## Stated problem
Copy out every line of the following records without changing a single character.

## Recorded information
□ □ □
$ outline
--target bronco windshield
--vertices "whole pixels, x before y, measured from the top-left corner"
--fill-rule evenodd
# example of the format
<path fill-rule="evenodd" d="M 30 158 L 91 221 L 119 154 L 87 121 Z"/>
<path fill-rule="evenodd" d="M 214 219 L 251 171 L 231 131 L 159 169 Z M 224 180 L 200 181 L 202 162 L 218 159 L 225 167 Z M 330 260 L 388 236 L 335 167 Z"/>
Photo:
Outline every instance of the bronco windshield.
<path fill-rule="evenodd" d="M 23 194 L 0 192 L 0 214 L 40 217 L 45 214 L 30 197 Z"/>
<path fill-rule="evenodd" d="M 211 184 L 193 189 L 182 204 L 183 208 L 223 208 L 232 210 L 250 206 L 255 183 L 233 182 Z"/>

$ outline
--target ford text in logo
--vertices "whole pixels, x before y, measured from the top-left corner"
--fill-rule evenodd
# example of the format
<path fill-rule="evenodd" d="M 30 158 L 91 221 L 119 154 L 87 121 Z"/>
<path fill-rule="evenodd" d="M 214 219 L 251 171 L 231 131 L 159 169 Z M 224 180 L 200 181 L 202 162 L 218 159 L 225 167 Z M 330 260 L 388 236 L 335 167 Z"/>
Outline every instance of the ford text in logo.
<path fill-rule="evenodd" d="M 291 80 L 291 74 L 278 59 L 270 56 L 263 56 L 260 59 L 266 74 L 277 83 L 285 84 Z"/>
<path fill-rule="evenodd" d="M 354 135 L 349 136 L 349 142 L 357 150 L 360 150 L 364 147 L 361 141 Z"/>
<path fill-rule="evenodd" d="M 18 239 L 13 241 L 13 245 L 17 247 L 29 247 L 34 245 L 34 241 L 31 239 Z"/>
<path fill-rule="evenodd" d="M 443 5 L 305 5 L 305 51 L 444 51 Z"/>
□ □ □
## Completed exercise
$ outline
--target bronco windshield
--vertices "whole pixels, x before y, measured from the top-left corner"
--fill-rule evenodd
# example of the format
<path fill-rule="evenodd" d="M 30 158 L 91 221 L 119 154 L 87 121 Z"/>
<path fill-rule="evenodd" d="M 214 219 L 251 171 L 231 131 L 159 169 Z M 224 180 L 200 181 L 202 162 L 218 159 L 225 167 Z M 330 260 L 388 236 L 335 167 Z"/>
Photo:
Outline every instance of the bronco windshield.
<path fill-rule="evenodd" d="M 23 194 L 0 192 L 0 214 L 40 217 L 45 214 L 30 197 Z"/>
<path fill-rule="evenodd" d="M 211 184 L 193 189 L 182 204 L 183 208 L 223 208 L 232 210 L 250 206 L 255 183 L 233 182 Z"/>

$ outline
--target ford text in logo
--vertices "whole pixels, x before y, measured from the top-left corner"
--fill-rule evenodd
# example of the format
<path fill-rule="evenodd" d="M 30 158 L 91 221 L 119 154 L 87 121 Z"/>
<path fill-rule="evenodd" d="M 214 219 L 251 171 L 231 131 L 159 169 Z M 224 180 L 200 181 L 202 162 L 218 159 L 225 167 Z M 330 260 L 388 236 L 335 167 Z"/>
Outline every instance of the ford text in logo.
<path fill-rule="evenodd" d="M 291 80 L 291 74 L 278 59 L 270 56 L 263 56 L 260 59 L 266 74 L 277 83 L 285 84 Z"/>
<path fill-rule="evenodd" d="M 354 135 L 349 136 L 349 142 L 357 150 L 360 150 L 364 147 L 361 141 Z"/>
<path fill-rule="evenodd" d="M 18 239 L 13 241 L 13 245 L 17 247 L 29 247 L 34 245 L 34 241 L 31 239 Z"/>
<path fill-rule="evenodd" d="M 443 5 L 305 5 L 305 51 L 444 51 Z"/>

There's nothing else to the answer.